TASK OBJECTIVE
Without any pictures, the records below should be reproduced exactly.

MATERIALS PROVIDED
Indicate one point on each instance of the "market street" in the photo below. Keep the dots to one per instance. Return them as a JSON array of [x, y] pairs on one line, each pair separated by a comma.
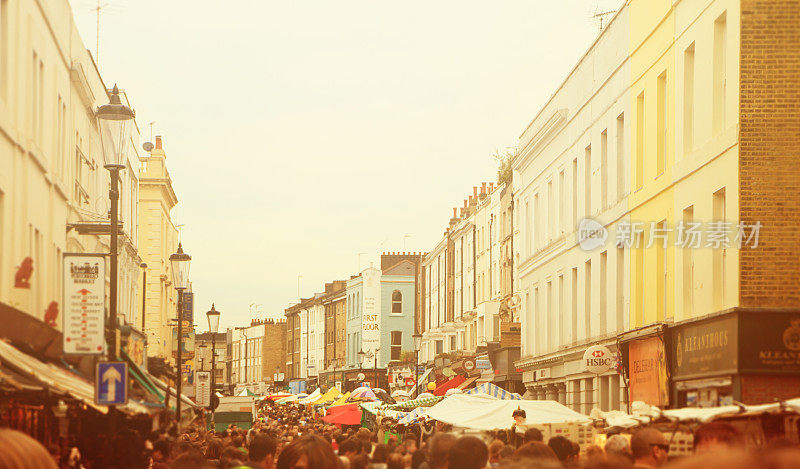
[[431, 235]]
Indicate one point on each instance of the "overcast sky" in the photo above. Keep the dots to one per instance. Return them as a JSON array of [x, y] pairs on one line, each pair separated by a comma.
[[300, 133]]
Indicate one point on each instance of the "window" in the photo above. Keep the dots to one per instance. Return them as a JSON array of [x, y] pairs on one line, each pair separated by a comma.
[[574, 315], [688, 99], [620, 281], [718, 252], [661, 124], [562, 208], [397, 302], [604, 169], [574, 193], [620, 156], [603, 293], [551, 218], [4, 49], [661, 272], [587, 299], [397, 345], [720, 75], [639, 140], [688, 267], [587, 182]]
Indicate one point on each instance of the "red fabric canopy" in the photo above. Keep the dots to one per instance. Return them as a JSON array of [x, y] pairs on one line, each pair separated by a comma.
[[454, 382], [349, 414]]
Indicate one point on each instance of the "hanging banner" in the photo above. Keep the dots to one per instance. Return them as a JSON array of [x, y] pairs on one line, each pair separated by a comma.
[[647, 372], [83, 323], [203, 389]]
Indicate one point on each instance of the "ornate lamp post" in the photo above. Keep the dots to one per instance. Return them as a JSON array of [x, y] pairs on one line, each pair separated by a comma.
[[115, 120], [417, 346], [180, 262], [213, 327], [361, 357]]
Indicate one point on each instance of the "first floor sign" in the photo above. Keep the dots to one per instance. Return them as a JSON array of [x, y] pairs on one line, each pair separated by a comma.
[[84, 304], [111, 383]]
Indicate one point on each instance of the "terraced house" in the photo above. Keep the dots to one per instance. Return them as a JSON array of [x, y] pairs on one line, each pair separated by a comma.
[[655, 213]]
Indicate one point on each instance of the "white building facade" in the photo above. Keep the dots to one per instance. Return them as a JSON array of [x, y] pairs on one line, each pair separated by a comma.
[[572, 165]]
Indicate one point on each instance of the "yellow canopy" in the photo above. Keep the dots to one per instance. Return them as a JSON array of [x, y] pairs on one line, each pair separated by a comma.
[[342, 400], [329, 396]]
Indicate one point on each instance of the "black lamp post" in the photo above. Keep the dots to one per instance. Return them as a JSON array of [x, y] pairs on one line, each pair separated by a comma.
[[180, 262], [213, 327], [115, 120], [377, 384], [361, 357], [417, 346]]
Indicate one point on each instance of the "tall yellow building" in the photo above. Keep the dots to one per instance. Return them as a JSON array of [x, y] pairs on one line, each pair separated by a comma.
[[51, 163], [158, 239]]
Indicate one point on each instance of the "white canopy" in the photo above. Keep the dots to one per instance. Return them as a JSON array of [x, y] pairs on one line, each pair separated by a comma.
[[311, 397], [482, 412]]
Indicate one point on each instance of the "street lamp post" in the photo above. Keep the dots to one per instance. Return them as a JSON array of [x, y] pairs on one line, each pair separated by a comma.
[[213, 327], [361, 357], [180, 262], [377, 384], [417, 346], [115, 121]]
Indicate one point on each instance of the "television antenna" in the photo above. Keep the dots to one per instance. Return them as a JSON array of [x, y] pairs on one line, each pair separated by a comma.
[[600, 16]]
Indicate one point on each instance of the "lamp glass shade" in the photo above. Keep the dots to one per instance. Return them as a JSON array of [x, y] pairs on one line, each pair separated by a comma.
[[180, 262], [116, 122], [417, 341], [213, 320]]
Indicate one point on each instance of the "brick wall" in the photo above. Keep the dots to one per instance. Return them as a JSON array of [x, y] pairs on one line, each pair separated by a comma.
[[769, 145], [273, 348], [762, 389]]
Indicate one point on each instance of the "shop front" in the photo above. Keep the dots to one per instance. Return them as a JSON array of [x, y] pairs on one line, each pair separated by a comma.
[[744, 355]]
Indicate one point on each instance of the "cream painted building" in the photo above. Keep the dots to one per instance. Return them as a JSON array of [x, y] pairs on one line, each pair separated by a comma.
[[158, 239], [51, 160], [671, 134], [572, 164], [462, 279]]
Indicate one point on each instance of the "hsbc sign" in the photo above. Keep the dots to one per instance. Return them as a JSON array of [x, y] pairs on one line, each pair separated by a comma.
[[598, 359]]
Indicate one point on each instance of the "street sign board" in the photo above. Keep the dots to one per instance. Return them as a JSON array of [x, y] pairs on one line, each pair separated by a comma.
[[111, 383], [83, 321], [188, 307], [598, 359], [203, 389]]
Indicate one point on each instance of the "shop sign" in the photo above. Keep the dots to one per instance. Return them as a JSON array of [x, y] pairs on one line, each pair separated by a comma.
[[84, 304], [647, 372], [776, 345], [203, 389], [706, 348], [598, 359]]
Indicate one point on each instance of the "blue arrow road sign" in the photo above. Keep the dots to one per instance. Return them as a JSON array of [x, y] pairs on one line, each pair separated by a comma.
[[111, 383]]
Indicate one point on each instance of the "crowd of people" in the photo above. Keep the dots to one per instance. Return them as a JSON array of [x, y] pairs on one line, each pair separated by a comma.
[[294, 437]]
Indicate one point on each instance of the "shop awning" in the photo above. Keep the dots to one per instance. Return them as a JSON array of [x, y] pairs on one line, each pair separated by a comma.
[[466, 384], [58, 379], [450, 384]]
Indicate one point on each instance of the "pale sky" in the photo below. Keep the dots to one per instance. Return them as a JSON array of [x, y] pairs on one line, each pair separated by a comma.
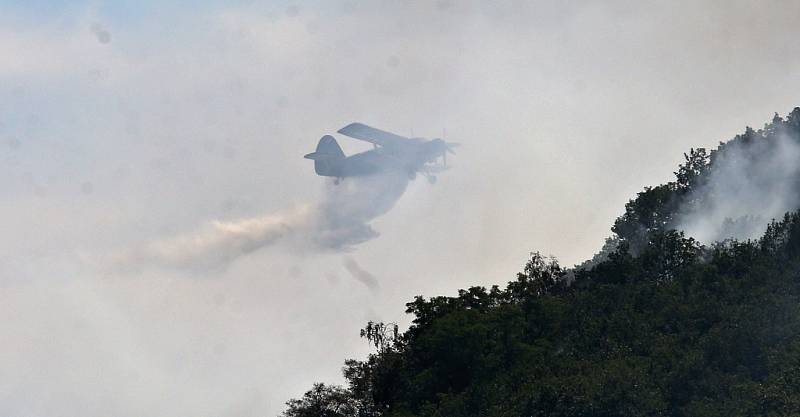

RESPONSE TO THE TASK
Indicate one point on each instance of the "market street" in the photo below. Keep the dots to one per instance. Return them as a JSON array of [x, y] pairs on one line, each pair separated by a comma.
[[431, 235]]
Indicate one point on each instance of the "overcast sky" in the photo above. Keep the dots to one per instance. Return them as a JSON array of [x, y] pairs on one line, each pair separated by a comma.
[[300, 133]]
Indicate one point on each instance of the "window" in the photo above. Keep the dots to one per instance. Return them as a JSON array of [x, y] pairs on one line, each pair separated by a comma.
[[574, 315], [688, 99], [620, 281], [718, 252], [661, 124], [562, 208], [397, 302], [604, 169], [574, 193], [620, 156], [603, 293], [551, 218], [4, 49], [661, 272], [587, 299], [397, 345], [720, 75], [639, 140], [688, 267], [587, 182]]
Indicate one point on each instance of the "red fabric canopy" in the photo above. Keep the dots to one per instance. Return them as a JSON array of [x, y] pairs on one line, each pair separated by a comma.
[[454, 382], [349, 414]]
Indicate one point on each instance of the "hanging banner" in the photo above. Keep the dots to one per instance. Return them as a JSON array of [x, y] pairs on one line, each pair separated by a comma.
[[647, 372], [83, 323], [203, 389]]
Indicate one point on each instance of the "ornate lamp post" in the photo above. Keep the dots to one per instance. Return them as a JSON array of [x, y] pairs on one line, each pair separated by a comma.
[[115, 120], [417, 346], [180, 262], [213, 327], [361, 357]]
Indicate one point on each instance of the "first floor sign" in the photo above. Keep the dots to one per instance. Return them as a JSON array of [x, y] pairs on one line, each pair separated by a comma.
[[84, 304], [111, 383]]
Indicate one point on each instance of the "terraced house" in the photo above. Keep the dots to one per instance. Return them as a JSON array of [x, y] pairs on one line, each pair separated by a comma.
[[655, 213]]
Indicate one point on each instance of the "white building facade" in the photo above. Keep the dots to one per instance. Return them as a JSON array of [x, y] pairs on one line, each pair separated by a comma.
[[572, 165]]
Indicate one point on each instance of the "yellow canopy" in the photo above. Keep the dots to one per instance. Return them as a JSON array of [x, y] pairs on one line, each pair separated by a comma.
[[342, 400], [329, 396]]
Indicate one point on each instance of the "black lamp post" in the photo above. Keep the dots to one per instance. Return them as a JSON array of [x, y] pairs on one line, each pair separated by a comma.
[[180, 262], [213, 327], [115, 120], [377, 384], [361, 357], [417, 346]]
Indicate one point on each instance of the "tall yellow building" in the photo above. Keep the dots to one per instance. Return them as a JSON array of [x, y] pairs on one line, each pair separated by a comma.
[[51, 163], [158, 239]]
Indicate one point on each instance of the "white canopy" in the photo above. Keep the dots to one per instance. Return them as a JSON array of [x, y] pairs on one line, each pair separated by a comma.
[[311, 397], [482, 412]]
Indicate one point on each instance of the "street lamp post" in the photo above. Keep the dots to one per instance. Return them as a JSON array of [x, y] pairs on one line, each pair separated by a comma.
[[213, 327], [361, 357], [180, 262], [377, 384], [417, 346], [115, 121]]
Indicate one point on each instance of the "television antenna" in the photo above. Keep the dots to one per instance. Return them as a JSON array of [x, y] pairs on one line, each pair separated by a comma.
[[600, 16]]
Indicate one point on each instance of the "lamp glass shade" in the photo above. Keep the dots to one per instance. Return them as a JSON array of [x, y] pairs on one line, each pair separated by a comma.
[[180, 262], [116, 122], [417, 341], [213, 320]]
Indicate one point on each instance of the "brick wall" in the photo above. Keep the dots to one per instance. Return them as a JSON array of [x, y] pairs on one line, each pair separated by a comma.
[[769, 145], [273, 348], [762, 389]]
Indicate one point on each instance of the "shop front" in the photo above. Keep the dots to one per instance. Return them as a JSON array of [x, y] pairs on one line, each pair separated by a comma.
[[744, 355]]
Indicate one point on each instance of the "cream painted building" in the photo above. Keep the dots to one per instance. Return them as a JSON array of [x, y] pairs on one line, each pair separated by a comma.
[[158, 239], [51, 160], [671, 134], [572, 164], [462, 279]]
Indicate one point on each instance of the "hsbc sign" in the photo above. Keep the dots to one per instance. Return them as a JSON array of [x, y] pairs on one line, each pair separated by a comma.
[[598, 359]]
Indicate one point on each instance of the "street sign board" in the photo above. Keep the dots to one per instance. Return them as a JSON array of [x, y] pairs on one line, each pair separated by a comma.
[[111, 383], [83, 321], [188, 307], [598, 359], [203, 389]]
Indicate one point on each instance of the "shop sign" in the photo above. Keep the dots to one per instance. Return them as a JSON array of [x, y] pairs on one line, each pair separated by a comma.
[[84, 304], [647, 372], [776, 345], [203, 389], [706, 348], [598, 359]]
Indicate one point on each instance of the "blue arrow road sign" in the photo above. Keep the dots to one per instance. Return them as a JSON array of [x, y] pairs on one line, each pair separated by a comma.
[[111, 383]]
Indicate one point on each instance of the "crowd of people" in the photo above. Keep the dots to one per instance. Return them as a JSON array of [x, y] pairs on one line, each pair separated by a comma.
[[294, 437]]
Indicate one point on each instance of the "shop awning" in the photo above. Keep the dots to one per instance. Return them as a JSON array of [x, y] pairs on one line, each pair separated by a comma.
[[466, 384], [58, 379], [450, 384]]
Indicate one point on each instance of the "pale sky" in the photo below. Keep the dots to one per instance. Return them as a JSON array of [x, y] pairs on one line, each pair separated by a comma.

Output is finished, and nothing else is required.